◆ TASK DIRECTIONS
Each record below is to be reproduced without any change.

(Location identification items)
** START **

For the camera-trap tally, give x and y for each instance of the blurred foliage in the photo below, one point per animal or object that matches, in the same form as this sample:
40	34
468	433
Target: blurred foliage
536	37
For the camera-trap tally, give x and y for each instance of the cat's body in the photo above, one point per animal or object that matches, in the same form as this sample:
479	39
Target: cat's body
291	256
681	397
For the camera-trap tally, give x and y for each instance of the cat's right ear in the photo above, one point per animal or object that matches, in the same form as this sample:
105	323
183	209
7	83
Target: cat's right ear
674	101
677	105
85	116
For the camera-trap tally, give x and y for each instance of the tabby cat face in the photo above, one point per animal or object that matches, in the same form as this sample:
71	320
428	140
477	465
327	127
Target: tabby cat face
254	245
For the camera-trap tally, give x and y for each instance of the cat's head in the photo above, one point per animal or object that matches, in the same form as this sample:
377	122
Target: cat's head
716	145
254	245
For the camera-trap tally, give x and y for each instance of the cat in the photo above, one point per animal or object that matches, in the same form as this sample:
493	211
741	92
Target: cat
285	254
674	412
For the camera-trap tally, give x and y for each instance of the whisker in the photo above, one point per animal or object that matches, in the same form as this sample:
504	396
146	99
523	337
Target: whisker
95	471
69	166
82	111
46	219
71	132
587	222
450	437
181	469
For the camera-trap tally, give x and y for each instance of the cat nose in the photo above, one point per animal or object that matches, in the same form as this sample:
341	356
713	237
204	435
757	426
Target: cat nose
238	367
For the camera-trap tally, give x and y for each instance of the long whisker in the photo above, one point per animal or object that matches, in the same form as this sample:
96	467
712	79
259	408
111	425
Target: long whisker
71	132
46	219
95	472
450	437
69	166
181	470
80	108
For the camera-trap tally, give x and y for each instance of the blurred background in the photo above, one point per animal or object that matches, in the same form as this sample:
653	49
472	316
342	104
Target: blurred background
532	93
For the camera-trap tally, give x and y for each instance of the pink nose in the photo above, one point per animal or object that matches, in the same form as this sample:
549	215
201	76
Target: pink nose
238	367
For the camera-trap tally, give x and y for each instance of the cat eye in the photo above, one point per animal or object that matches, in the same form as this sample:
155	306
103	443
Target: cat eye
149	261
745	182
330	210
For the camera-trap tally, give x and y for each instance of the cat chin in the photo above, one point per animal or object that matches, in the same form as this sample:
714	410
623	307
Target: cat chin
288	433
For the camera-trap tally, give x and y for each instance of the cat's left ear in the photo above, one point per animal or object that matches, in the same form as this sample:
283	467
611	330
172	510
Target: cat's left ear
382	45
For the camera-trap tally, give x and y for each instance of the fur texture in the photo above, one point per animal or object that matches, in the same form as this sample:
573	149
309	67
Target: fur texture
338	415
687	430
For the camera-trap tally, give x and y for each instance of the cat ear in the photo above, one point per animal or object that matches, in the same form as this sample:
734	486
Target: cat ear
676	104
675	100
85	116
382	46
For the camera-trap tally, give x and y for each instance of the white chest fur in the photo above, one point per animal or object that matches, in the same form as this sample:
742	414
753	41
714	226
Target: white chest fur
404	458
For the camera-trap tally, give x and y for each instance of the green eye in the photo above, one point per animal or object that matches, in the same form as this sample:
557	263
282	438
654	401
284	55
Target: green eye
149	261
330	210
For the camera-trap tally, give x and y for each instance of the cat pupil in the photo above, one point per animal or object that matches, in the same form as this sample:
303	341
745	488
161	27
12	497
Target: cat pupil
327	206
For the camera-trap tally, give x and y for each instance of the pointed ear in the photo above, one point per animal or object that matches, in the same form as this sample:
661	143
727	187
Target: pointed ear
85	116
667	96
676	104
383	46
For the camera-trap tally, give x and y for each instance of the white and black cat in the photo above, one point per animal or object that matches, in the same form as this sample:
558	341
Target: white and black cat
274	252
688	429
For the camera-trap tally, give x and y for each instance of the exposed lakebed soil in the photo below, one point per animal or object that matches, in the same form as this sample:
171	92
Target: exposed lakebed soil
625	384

** END **

◆ EXERCISE RESULT
For the camera-trap tally, give x and y for each instance of the blurred foliage in the photo below, one point per animal or object that matches, in the same form as this sample:
40	34
468	433
Target: blurred foliage
536	37
For the camera-trap tally, give x and y for each instance of the cat's body in the photo above, one point per animal or object that matches, in the same form as this sample:
479	39
Target: cat's body
291	256
681	397
For the camera-trap tally, give x and y for each instance of the cat's right ear in the photo above, one point per animal or object that matches, in the same form as this sample:
105	323
183	209
7	83
Target: cat's right ear
674	101
677	105
85	116
For the camera-trap tally, give x and y for each instance of the tabby cat face in the photo above, one point per animal or object that matches, in the same form as this sample:
71	320
428	140
477	465
327	127
Target: tabby cat face
254	245
For the camera-trap tally, give x and y for each instance of the cat's head in the photo above, one point per animal or object that matches, in the same form as this sample:
377	122
Target: cat's head
716	145
254	245
For the camera-trap tally, give x and y for each instance of the cat in the photo above, one point per animal or object that matches, in the same form as this sample:
493	211
741	92
Target: cat
285	254
674	412
For the camera-trap tally, give x and y for each instance of the whisker in the photo above, one point per animal or object that matches, in the same form as this sample:
504	396
146	99
523	337
Target: whisker
95	471
69	166
82	111
46	219
71	132
587	222
450	437
181	469
For the camera-trap tally, give x and y for each instance of the cat nose in the photo above, one point per animal or object that matches, in the same form as this sample:
341	356
713	237
204	435
757	426
Target: cat nose
238	367
For the camera-trap tally, give x and y for each instance of the long whisker in the photo above, one point per animal or object that matches, in the same form as this sample:
96	467
712	79
259	408
111	425
Target: long whisker
71	132
46	219
95	472
450	437
69	166
181	470
80	108
For the camera-trap tally, give x and y for each instance of the blurred background in the photo above, one point per animal or object that matches, in the same form as this sample:
653	49
472	316
342	104
Target: blurred background
532	93
For the camera-trap tally, give x and y for each instance of the pink nose in the photo above, one point per animal or object that matches, in the same form as this sample:
549	215
201	76
Target: pink nose
238	367
For the camera-trap tally, give x and y for each instance of the cat eye in the photo above, one point per animal or object that matches, in the same form as this sample:
155	306
103	443
Target: cat eye
149	261
745	182
330	210
For the camera-trap tally, give x and y for each instance of the cat chin in the photo above, one point per animal or object that matches, in the same form as this sample:
714	410
623	307
Target: cat chin
288	433
For the camera-trap tally, give x and y for each instance of the cat's left ear in the photo above, one point per animal or object that matches, in the same form as this sample:
283	467
611	330
172	510
Target: cat's left ear
382	45
For the camera-trap tally, give x and y for each instance of the fur texture in the photo above, one point per animal or object that matches, in the same form as this sample:
573	149
309	67
Target: fur texture
338	415
687	430
For the camera-trap tally, give x and y for each instance of the cat ear in the photo above, one point per animal or object that matches, in the same form as this sample:
734	486
Target: cat ear
676	104
675	100
85	116
382	46
For the camera-trap tally, give x and y for each instance of the white chest fur in the photo above, one point per animal or object that matches, in the same form as this sample:
742	414
753	41
714	226
Target: white chest fur
404	458
For the camera-trap tally, give x and y for each instance of the green eye in the photo above, one point per animal or object that matches, in the same form as this sample:
557	263
282	438
654	401
284	55
Target: green eye
149	261
330	210
For the camera-trap tally, give x and y for each instance of the cat pupil in the photo above, one point per animal or object that matches, in the same form as this sample:
303	341
745	488
161	27
12	497
Target: cat pupil
327	206
For the camera-trap tally, give x and y for each instance of the pointed ear in the photo above, one point per animal or object that matches, in the same form as this sample:
661	143
727	187
Target: pointed ear
85	116
667	96
676	104
383	46
For the camera-trap tally, give x and y for each instance of the white and black cat in the photo above, one point per animal or object that matches, in the same form as this sample:
558	341
Target: white and black cat
274	252
688	429
For the camera-trap tally, give x and y for each instance of the exposed lakebed soil in the photo below, one point per animal or object that matches, in the same form as this sample:
171	92
Target: exposed lakebed soil
625	384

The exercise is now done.